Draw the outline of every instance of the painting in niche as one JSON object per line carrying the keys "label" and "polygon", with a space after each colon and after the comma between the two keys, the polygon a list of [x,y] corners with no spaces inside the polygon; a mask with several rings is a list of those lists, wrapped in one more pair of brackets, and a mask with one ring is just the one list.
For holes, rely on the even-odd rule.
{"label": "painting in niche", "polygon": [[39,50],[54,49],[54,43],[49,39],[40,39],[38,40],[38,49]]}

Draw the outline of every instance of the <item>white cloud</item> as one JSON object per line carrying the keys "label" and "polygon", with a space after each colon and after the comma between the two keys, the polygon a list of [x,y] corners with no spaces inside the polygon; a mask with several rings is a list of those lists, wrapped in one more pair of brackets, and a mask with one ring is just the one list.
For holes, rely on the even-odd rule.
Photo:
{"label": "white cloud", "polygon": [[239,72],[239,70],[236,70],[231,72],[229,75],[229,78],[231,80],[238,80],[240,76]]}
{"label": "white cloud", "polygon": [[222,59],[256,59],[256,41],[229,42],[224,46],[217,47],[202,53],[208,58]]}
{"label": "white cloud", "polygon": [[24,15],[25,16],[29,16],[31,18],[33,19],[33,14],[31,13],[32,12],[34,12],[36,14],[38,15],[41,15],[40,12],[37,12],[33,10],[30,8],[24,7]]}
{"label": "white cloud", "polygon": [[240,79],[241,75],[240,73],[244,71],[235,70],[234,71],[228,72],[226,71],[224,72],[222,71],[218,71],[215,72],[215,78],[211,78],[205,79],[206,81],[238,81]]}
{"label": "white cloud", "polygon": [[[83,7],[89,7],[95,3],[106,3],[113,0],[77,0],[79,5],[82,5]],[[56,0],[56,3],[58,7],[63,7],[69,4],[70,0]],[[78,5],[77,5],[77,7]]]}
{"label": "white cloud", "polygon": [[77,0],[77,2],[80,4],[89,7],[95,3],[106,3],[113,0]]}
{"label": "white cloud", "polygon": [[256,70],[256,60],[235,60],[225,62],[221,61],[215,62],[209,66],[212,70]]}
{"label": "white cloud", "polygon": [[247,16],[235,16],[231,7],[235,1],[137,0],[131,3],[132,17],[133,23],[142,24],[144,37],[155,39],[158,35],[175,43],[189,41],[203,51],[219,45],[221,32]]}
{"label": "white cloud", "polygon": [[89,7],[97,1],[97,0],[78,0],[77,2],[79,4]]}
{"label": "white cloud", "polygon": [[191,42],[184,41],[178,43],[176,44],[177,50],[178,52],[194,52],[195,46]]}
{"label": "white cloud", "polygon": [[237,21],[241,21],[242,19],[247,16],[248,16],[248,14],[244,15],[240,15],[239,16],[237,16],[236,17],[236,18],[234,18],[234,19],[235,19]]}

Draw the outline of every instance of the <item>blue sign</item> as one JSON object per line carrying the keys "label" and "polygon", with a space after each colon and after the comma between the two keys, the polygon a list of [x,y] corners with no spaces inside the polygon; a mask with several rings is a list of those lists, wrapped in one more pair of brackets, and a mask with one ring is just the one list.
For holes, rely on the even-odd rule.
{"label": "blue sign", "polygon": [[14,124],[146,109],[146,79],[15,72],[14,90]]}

====

▶ [What is asked]:
Rewrite all of the records above as a numbered list with one line per item, leaving out the blank lines.

▶ [Output below]:
1. Draw the outline of every instance of the painting in niche as one JSON object per line carrying the keys "label" and "polygon", with a space after each colon and after the comma between the two keys, the polygon a list of [x,y] corners with no spaces inside the polygon; a mask with several rings is a list of those lists, wrapped in one more pair of brackets, and a mask with one ring is just the one list.
2. For holes, rely on the even-odd rule.
3. {"label": "painting in niche", "polygon": [[39,50],[54,49],[54,43],[49,39],[40,39],[38,40],[38,49]]}
4. Draw the outline of every instance of the <item>white cloud</item> as one JSON object per line carrying the keys "label" and "polygon", with a space after each colon and after the comma between the two keys, the polygon a list of [x,y] corners with no spaces inside the polygon; a mask with several rings is a list of those lists, wrapped in one more pair of brackets, and a mask with one ring is just the one list.
5. For holes, rely on the even-odd rule.
6. Photo:
7. {"label": "white cloud", "polygon": [[239,72],[239,70],[236,70],[231,72],[229,75],[229,78],[231,80],[238,80],[240,76]]}
8. {"label": "white cloud", "polygon": [[222,59],[256,59],[256,41],[229,42],[224,46],[217,47],[202,53],[208,58]]}
9. {"label": "white cloud", "polygon": [[24,15],[25,16],[29,16],[31,18],[33,19],[33,14],[31,13],[32,12],[34,12],[36,14],[38,15],[41,15],[40,12],[37,12],[33,10],[30,8],[24,7]]}
10. {"label": "white cloud", "polygon": [[240,79],[241,75],[240,73],[244,71],[235,70],[234,71],[228,72],[226,71],[224,72],[222,71],[218,71],[215,72],[215,78],[211,78],[205,79],[206,81],[238,81]]}
11. {"label": "white cloud", "polygon": [[[83,7],[89,7],[95,3],[106,3],[113,0],[77,0],[79,5],[82,5]],[[56,0],[56,3],[58,7],[63,7],[69,4],[70,0]],[[78,5],[77,5],[77,7]]]}
12. {"label": "white cloud", "polygon": [[77,0],[77,2],[80,4],[89,7],[95,3],[106,3],[113,0]]}
13. {"label": "white cloud", "polygon": [[256,70],[256,60],[235,60],[225,62],[221,61],[215,62],[209,66],[212,70]]}
14. {"label": "white cloud", "polygon": [[247,16],[235,16],[231,7],[235,1],[137,0],[131,3],[132,17],[133,23],[142,24],[144,37],[155,39],[158,35],[175,43],[189,41],[203,51],[219,45],[221,32]]}
15. {"label": "white cloud", "polygon": [[89,7],[97,1],[97,0],[78,0],[77,2],[79,4]]}
16. {"label": "white cloud", "polygon": [[191,42],[184,41],[178,43],[176,44],[177,50],[178,52],[194,52],[195,46]]}
17. {"label": "white cloud", "polygon": [[237,21],[241,21],[242,19],[247,16],[248,16],[248,14],[244,15],[240,15],[239,16],[237,16],[236,17],[236,18],[234,18],[234,19],[235,19]]}
18. Draw the outline of every instance of the <item>blue sign</item> as one JSON object per line carrying the keys "label" and "polygon", with a space after each colon and after the comma between the two keys, the polygon a list of [x,y] corners with no spaces inside the polygon; a mask with several rings is a list of those lists, wrapped in one more pair of brackets, and a mask with one ring is just the one list.
19. For holes, rely on the even-odd rule.
20. {"label": "blue sign", "polygon": [[14,124],[146,109],[146,79],[15,72],[14,90]]}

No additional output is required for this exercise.